◆ PROBLEM ◆
Everything from the line containing "Where can the van" through the last line of the material below is to be copied exactly, ends included.

◆ DATA FOR THE TASK ◆
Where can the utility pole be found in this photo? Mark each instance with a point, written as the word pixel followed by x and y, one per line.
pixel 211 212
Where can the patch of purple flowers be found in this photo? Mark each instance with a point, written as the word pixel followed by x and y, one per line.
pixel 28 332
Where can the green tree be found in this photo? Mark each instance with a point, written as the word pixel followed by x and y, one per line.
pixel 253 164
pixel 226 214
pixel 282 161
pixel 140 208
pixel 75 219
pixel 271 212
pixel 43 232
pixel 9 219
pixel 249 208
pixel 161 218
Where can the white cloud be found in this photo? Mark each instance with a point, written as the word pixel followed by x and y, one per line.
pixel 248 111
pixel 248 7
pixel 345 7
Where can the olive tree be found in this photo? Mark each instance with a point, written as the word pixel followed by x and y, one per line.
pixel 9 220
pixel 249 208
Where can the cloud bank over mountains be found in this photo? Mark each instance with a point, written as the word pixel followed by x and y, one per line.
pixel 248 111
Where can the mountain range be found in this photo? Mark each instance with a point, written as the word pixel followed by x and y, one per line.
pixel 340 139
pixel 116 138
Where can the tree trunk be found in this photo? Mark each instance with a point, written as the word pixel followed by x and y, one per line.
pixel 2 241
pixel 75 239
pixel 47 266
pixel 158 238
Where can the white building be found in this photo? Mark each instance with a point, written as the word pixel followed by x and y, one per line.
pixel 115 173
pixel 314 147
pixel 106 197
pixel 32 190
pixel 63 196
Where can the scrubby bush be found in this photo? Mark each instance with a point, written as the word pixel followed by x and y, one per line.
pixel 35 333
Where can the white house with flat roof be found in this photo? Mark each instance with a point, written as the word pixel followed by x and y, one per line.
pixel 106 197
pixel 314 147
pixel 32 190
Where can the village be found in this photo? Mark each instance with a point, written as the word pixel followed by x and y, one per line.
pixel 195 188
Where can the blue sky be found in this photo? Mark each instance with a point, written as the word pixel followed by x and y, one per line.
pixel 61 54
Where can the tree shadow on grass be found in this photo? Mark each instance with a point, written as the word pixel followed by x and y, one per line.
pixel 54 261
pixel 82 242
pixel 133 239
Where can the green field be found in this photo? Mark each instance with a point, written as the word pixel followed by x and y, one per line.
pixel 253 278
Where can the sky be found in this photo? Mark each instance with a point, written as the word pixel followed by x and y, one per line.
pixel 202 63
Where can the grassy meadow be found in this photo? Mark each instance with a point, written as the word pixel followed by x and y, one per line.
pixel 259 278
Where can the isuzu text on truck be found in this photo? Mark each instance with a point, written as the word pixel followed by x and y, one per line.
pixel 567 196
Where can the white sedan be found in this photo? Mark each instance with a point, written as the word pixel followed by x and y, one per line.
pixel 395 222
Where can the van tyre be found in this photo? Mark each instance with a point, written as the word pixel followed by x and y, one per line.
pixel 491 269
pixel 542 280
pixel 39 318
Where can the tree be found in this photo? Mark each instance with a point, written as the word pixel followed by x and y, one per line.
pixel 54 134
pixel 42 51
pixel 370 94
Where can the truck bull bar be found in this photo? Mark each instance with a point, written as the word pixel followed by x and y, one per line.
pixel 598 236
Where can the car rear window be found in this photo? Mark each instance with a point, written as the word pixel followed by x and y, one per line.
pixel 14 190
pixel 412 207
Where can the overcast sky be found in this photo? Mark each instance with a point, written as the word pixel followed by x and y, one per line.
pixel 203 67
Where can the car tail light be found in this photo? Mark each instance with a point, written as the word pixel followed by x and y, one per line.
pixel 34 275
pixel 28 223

◆ ANSWER SECTION ◆
Where can the van tyre be found in this photo? Mark each instance with a point, written as the word pixel followed by x and y, one per line.
pixel 491 269
pixel 542 280
pixel 39 318
Where can the tree be found in this photo? Mark each instance with a point, written as the word pixel followed by x and y, one per line.
pixel 54 134
pixel 42 51
pixel 370 94
Where can the truck bull bar be found in this photo? Mark each instance with a point, written as the word pixel followed by x and y, one per line.
pixel 598 236
Where can the car rear window be found in this photo? Mark each instance with a point, written as the word pixel followed by x and y, one per line.
pixel 14 190
pixel 412 207
Where can the overcast sky be found in this photo? Mark each instance with a point, written as the word pixel followed by x and y, one per line.
pixel 203 67
Where can the car tail light be found in this photo? Mark each instance with a point, written as the word pixel followed by x and y, one per line.
pixel 34 275
pixel 28 223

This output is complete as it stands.